:: TASK 1 ::
List the crops that the garden tips say to plant after the heat wave.

:: EXCERPTED PASSAGE ::
━━━━━━━━

Take care of garden chores early in the morning, concentrating on watering. We’re still in survival mode until this heat wave breaks.

* Keep your vegetable garden watered, mulched and weeded. Water before 8 a.m. to conserve moisture.

* Prevent sunburn; provide temporary shade for tomatoes, peppers, eggplant, melons, squash and other crops with “sensitive” skin.

* Hold off on feeding plants until temperatures cool back down to “normal” range. That means daytime highs in the low to mid 90s.

* Don’t let tomatoes wilt or dry out completely. Give tomatoes a deep watering two to three times a week. Harvest vegetables promptly to encourage plants to produce more.

* Squash especially tends to grow rapidly in hot weather. Keep an eye on zucchini.

* Some weeds thrive in hot weather. Whack them before they go to seed.

* Pinch back chrysanthemums for bushy plants and more flowers in September.

* Harvest tomatoes, squash, peppers and eggplant. Prompt picking will help keep plants producing.

* Remove spent flowers from roses, daylilies and other bloomers as they finish flowering.

* Pinch off blooms from basil so the plant will grow more leaves.

* Cut back lavender after flowering to promote a second bloom.

* One good thing about hot days: Most lawns stop growing when temperatures top 95 degrees. Keep mower blades set on high.

* Once the weather cools down a little, it’s not too late to add a splash of color. Plant petunias, snapdragons, zinnias and marigolds.

* After the heat wave, plant corn, pumpkins, radishes, winter squash and sunflowers. Make sure the seeds stay hydrated.

━━━━━━━━

:: TASK 2 ::
Rewrite everything in the records from the line containing "Place one point per instance of the garage" down through the end of the records, changing "pixel values" to "pixel coordinates" and leaving all else unchanged.

[Object position labeling entries]
━━━━━━━━

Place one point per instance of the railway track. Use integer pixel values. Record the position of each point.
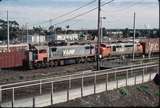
(11, 76)
(24, 89)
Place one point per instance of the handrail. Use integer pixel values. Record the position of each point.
(34, 81)
(78, 77)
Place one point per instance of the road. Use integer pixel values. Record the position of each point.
(58, 97)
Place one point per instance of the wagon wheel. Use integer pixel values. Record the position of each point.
(51, 64)
(62, 63)
(56, 63)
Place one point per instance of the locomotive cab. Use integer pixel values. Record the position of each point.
(38, 57)
(105, 50)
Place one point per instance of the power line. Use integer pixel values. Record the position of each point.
(68, 13)
(84, 13)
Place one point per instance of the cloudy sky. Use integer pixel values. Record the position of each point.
(119, 14)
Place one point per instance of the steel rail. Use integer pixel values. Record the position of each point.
(78, 77)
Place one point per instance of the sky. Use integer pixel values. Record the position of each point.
(119, 13)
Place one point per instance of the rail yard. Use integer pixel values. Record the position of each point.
(58, 63)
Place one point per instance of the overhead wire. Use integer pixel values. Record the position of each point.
(84, 13)
(68, 13)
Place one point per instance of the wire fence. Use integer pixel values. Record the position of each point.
(56, 90)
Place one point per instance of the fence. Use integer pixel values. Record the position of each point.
(52, 86)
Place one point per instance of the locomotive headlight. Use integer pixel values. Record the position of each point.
(100, 56)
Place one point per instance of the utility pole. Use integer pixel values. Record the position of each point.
(98, 35)
(102, 28)
(134, 34)
(159, 36)
(27, 31)
(7, 32)
(159, 17)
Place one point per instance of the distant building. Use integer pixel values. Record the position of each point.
(34, 39)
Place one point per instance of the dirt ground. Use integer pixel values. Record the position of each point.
(134, 98)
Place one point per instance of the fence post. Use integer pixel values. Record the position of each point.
(0, 94)
(82, 85)
(69, 86)
(33, 102)
(95, 82)
(157, 69)
(13, 96)
(51, 98)
(40, 87)
(127, 78)
(117, 83)
(12, 103)
(135, 78)
(143, 75)
(52, 94)
(115, 78)
(106, 82)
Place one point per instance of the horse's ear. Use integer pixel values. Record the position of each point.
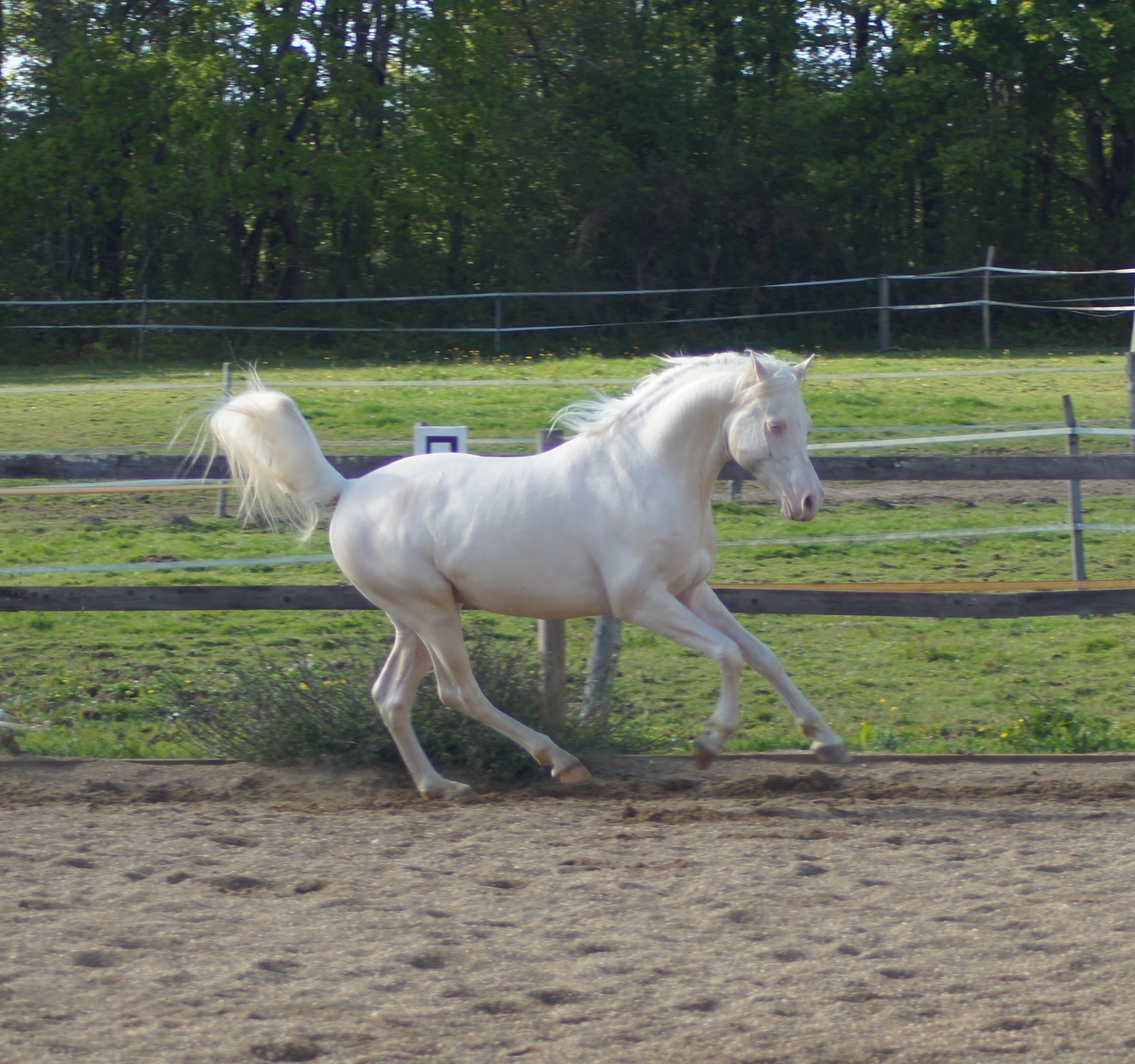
(802, 368)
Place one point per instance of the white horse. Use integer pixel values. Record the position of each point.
(616, 521)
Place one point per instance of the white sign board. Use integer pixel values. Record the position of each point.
(441, 439)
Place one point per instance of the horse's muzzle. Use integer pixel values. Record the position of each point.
(803, 505)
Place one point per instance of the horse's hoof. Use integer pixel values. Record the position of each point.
(705, 756)
(836, 754)
(452, 792)
(575, 774)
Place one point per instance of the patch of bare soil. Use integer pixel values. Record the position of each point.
(759, 912)
(941, 492)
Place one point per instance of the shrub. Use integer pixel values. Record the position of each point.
(311, 713)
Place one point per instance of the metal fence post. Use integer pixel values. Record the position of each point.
(226, 394)
(552, 636)
(987, 325)
(145, 307)
(885, 312)
(1078, 569)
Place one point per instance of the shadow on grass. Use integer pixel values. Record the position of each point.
(310, 713)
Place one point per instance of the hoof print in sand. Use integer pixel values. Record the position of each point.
(806, 869)
(236, 884)
(427, 961)
(556, 998)
(301, 1049)
(93, 959)
(233, 841)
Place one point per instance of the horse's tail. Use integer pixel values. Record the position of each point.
(275, 459)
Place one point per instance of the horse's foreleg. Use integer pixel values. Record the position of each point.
(459, 690)
(825, 743)
(394, 696)
(661, 612)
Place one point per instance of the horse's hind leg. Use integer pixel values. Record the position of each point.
(459, 689)
(825, 743)
(661, 612)
(394, 695)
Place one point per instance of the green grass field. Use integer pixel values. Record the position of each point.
(99, 683)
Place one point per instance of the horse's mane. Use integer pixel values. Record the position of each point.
(601, 412)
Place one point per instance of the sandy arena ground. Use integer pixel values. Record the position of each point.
(761, 912)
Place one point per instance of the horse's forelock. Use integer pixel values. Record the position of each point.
(598, 413)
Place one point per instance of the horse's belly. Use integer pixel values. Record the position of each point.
(550, 592)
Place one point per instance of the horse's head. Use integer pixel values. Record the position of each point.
(767, 435)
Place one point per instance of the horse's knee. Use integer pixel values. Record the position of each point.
(730, 658)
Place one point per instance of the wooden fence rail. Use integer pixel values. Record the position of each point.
(1115, 467)
(989, 605)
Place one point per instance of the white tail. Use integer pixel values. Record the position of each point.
(275, 459)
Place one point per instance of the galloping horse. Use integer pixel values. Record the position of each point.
(616, 521)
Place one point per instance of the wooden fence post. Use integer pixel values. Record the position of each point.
(1078, 570)
(987, 325)
(885, 312)
(1130, 363)
(552, 636)
(226, 394)
(602, 667)
(145, 307)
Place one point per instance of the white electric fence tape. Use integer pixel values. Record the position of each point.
(593, 383)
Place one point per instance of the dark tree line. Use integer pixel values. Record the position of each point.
(300, 148)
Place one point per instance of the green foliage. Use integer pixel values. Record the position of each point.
(1056, 730)
(265, 150)
(312, 713)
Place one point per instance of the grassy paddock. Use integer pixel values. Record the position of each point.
(99, 683)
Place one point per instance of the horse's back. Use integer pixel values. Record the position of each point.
(509, 534)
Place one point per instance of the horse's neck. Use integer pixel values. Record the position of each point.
(682, 430)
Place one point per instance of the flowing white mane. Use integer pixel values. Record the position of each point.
(601, 412)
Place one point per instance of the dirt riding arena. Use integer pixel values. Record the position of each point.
(761, 912)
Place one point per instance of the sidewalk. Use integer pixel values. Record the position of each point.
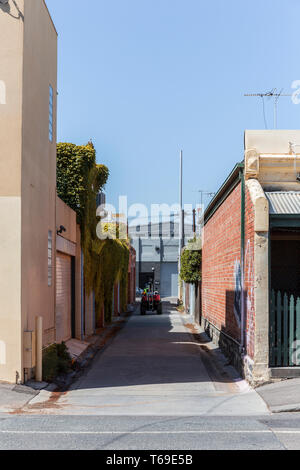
(14, 397)
(283, 396)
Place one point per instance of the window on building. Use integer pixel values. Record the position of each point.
(49, 258)
(50, 113)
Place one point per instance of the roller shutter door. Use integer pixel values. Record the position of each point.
(63, 297)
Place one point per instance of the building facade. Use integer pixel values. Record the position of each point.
(251, 249)
(28, 56)
(157, 252)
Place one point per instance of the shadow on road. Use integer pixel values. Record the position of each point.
(154, 350)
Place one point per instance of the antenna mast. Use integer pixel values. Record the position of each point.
(270, 94)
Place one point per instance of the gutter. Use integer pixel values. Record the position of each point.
(227, 187)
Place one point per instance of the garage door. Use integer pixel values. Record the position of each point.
(169, 280)
(63, 297)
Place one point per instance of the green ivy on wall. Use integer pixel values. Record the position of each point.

━━━━━━━━

:: RESULT 1 ::
corn, pumpkins, radishes, winter squash, sunflowers

:: RESULT 2 ::
Place one point per instance of the garage door. Use integer pixel coordinates. Record the position of each point.
(169, 280)
(63, 297)
Place one point per instance of the green ivy on wall. Use integer pixel coordinates. Record the position of each point.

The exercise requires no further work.